** Begin DOCUMENT SECTION **
Just the album cover and the album name hint at what the theme of the album is. Interpret both of these aspects as you will, because this album is a personal one if I’ve ever heard one, and its songs are best understood based on the personal connections made by the listener.
Paralytic Stalks caters itself to each listener in a different way, depending on how the listener interprets the lyrics and what memories the lyrics trigger. This is an album that gives the listener the gift of freedom through deep lyrics that prompt each individual to wander back into his or her past.
The album’s meaningful lyrics that provoke personal experiences make the album a different experience for each unique listener; Paralytic Stalks is art.
I can’t help but gush over an album that contains so many underlying meanings. Paralytic Stalks is consistently thought-inducing and trying to decipher the words in every song is key.  
For example, in the song “Spiteful Intervention,” frontman Kevin Barnes sings, “Lately all I can produce is psychotic vitriol/That really should fill me with guilt/But all I have is asthmatic energy.” These lyrics invite the listeners to decipher their own behaviors and to rethink their relationships with others.
If this album was a person, it’d be that person who conceals what lies within, someone who requires further analyzing in order to see what’s inside.
On of Montreal’s facebook page, Barnes stated, “[Paralytic Stalks] came from a place of great pain and turmoil. If you are a well adjusted/happy person that requires instant gratification and simplicity in the music you listen to, you should not expect to really enjoy this album. It is an album for people who know the sting of alienation, psychosis, terror, anguish… it’s not a feel good album… it is a very raw and unrefined piece of art. I just hope it helps people, like myself, feel less alone in their instability.”
There isn’t anything rarer than a songwriter who appears to genuinely care about the music he or she is writing for masses to hear.
Words aside, the melodies on this album don’t give off a smooth, mellow vibe.
“Wintered Debts” has a fading instrumental ending that would make most cringe. Sure, the scattered sounds can be classified as “noise” on the surface, but the song’s melody just acts as a mask over the lyrics, the more important aspect of the song.
While listening to Paralytic Stalks, I often heard notes that, played together, definitely didn’t make up pretty chords. The sharpness of the random notes on random instruments thrown together contributes to the interpret-this-for-yourself aspect of the album. Such broken, seemingly awful sounds because of too much going on in one song and too many different melodies jumbled together is much like the abstract album artwork.
Many albums are so clear with lyrics and polished in sound that the listener doesn’t need to do much thinking, but Paralytic Stalks is what the listener makes of it.
** End DOCUMENT SECTION **
** Begin DATASET ENTRIES **
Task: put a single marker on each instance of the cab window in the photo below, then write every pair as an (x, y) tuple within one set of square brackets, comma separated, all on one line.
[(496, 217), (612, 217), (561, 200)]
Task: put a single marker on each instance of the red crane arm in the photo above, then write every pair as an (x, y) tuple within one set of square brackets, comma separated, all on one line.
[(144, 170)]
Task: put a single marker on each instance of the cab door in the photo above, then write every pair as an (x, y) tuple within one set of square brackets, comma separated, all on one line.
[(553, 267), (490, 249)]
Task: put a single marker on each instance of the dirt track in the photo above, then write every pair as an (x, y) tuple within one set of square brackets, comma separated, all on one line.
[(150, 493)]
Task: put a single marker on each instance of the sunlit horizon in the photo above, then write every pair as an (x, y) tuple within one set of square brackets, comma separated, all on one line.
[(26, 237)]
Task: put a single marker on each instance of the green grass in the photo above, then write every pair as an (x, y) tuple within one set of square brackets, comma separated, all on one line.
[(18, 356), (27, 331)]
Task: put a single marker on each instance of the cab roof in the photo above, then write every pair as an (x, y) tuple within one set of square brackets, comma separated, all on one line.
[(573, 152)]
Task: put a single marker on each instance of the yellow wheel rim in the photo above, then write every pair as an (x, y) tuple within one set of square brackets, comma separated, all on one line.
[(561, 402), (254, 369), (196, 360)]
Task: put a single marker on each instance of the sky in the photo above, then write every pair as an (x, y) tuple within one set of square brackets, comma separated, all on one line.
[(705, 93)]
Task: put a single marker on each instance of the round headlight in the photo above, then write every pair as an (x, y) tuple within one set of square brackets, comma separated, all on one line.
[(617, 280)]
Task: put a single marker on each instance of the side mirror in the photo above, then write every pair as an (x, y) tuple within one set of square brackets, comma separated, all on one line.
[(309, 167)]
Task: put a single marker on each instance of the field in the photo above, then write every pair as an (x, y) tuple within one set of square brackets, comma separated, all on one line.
** End DATASET ENTRIES **
_TASK INSTRUCTIONS_.
Answer these questions about the review of Paralytic Stalks:
(a) Who is named as the frontman who sings in "Spiteful Intervention"?
(b) Where did Barnes make his statement about the album?
(c) Which song has a fading instrumental ending?
Nothing in the rows matters here.

_OUTPUT FOR THIS TASK_.
(a) Kevin Barnes
(b) On of Montreal's facebook page
(c) "Wintered Debts"